Items from a data source:

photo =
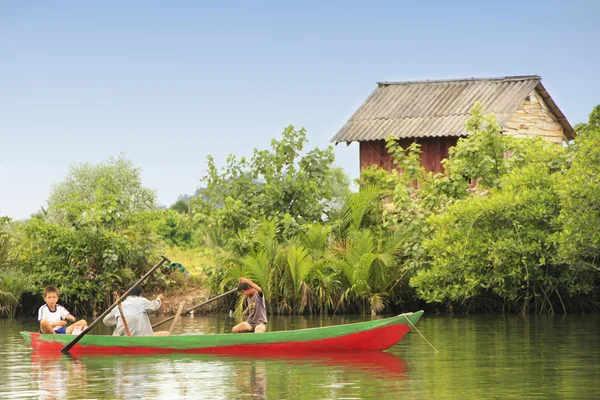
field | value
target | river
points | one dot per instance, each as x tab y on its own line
479	357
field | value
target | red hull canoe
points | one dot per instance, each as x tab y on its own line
373	335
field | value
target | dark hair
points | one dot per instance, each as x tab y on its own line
136	290
50	289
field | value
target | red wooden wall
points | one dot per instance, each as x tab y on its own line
433	151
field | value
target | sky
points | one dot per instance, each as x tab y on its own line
166	84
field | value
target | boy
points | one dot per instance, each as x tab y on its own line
135	310
53	317
256	311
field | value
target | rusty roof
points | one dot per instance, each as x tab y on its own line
440	107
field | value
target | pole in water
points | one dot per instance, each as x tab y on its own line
68	347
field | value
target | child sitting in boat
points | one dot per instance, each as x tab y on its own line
256	310
135	312
53	317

- **What you will do**: Can you render all the lines above as a JSON list of strings, one string per line, skipping any blank lines and leaving the pictures out?

- **Response**:
[
  "photo =",
  "field | value",
  "target | river",
  "points | one dot per instance, each as x tab y on its own line",
  "479\t357",
  "field | value",
  "target | red hull canoe",
  "points | one dot per instance, each as x tab y on its own line",
  "373\t335",
  "field | value",
  "target | dark hair",
  "points | one dot per instance, each as x tab y on its own line",
  "136\t290",
  "50\t289",
  "field | value",
  "target | red wooden wall",
  "points | one dot per instance, each as x tab y on its own line",
  "433\t151",
  "field | value",
  "target | sky",
  "points | one dot per instance, each as x tab y on its own line",
  "166\t84",
  "field | value",
  "target | boy",
  "points | one dot per instance, each as x tab y on its own line",
  "135\t310",
  "53\t317",
  "256\t311",
  "field | value",
  "target | rusty roof",
  "points | one dot per instance, each as x tab y on its own line",
  "440\t107",
  "field | value",
  "target | pole in water",
  "points | one dot per instance, each as x tab y on its own line",
  "68\t347",
  "field | value",
  "target | child sitting in boat",
  "points | one dot per instance, each as x tab y on its own line",
  "256\t310",
  "135\t312",
  "53\t317"
]